- _Data excerpts_

** Start **

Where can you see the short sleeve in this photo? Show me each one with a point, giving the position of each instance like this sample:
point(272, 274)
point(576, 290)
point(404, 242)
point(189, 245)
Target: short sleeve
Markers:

** End **

- _What the task asks_
Reproduce the material above line for line, keeping every word unchanged.

- _Task answer_
Where can you see the short sleeve in this photo? Show me each one with a point, giving the position of each instance like this sample:
point(272, 274)
point(576, 290)
point(404, 242)
point(189, 245)
Target: short sleeve
Markers:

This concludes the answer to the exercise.